Directive »
Write the material out again, line by line, exactly as it is.

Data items
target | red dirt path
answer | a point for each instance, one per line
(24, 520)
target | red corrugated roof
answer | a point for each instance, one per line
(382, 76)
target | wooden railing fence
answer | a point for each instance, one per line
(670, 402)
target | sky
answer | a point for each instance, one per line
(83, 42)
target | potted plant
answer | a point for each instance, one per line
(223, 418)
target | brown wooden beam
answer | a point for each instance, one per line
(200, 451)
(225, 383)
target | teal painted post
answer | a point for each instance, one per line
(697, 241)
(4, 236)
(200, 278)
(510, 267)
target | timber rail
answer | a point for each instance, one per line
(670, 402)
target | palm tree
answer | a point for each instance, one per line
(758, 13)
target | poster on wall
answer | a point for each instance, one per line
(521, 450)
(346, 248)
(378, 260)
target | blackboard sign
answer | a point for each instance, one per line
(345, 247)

Response for this exercise »
target | red dirt path
answer | a point for each instance, one per line
(24, 520)
target | red corrugated roof
answer | a point for each instance, one per line
(382, 76)
target | wooden railing fence
answer | a point for each instance, one per line
(670, 402)
target | sky
answer | a point for each instance, one per line
(83, 42)
target | potted plant
answer | a point for each instance, one per line
(223, 418)
target | brown wooden beam
answer | a point for each instance, one per line
(200, 451)
(225, 383)
target | teal painted post
answer | a point for each instance, one per line
(697, 241)
(4, 236)
(200, 278)
(510, 267)
target | timber rail
answer | a point for each instance, one per line
(670, 402)
target | palm tree
answer | a point for each instance, one per line
(758, 13)
target | poster on wall
answer | a point for each instance, one per line
(521, 450)
(346, 248)
(378, 260)
target | blackboard sign
answer | a point for each instance, one per line
(345, 247)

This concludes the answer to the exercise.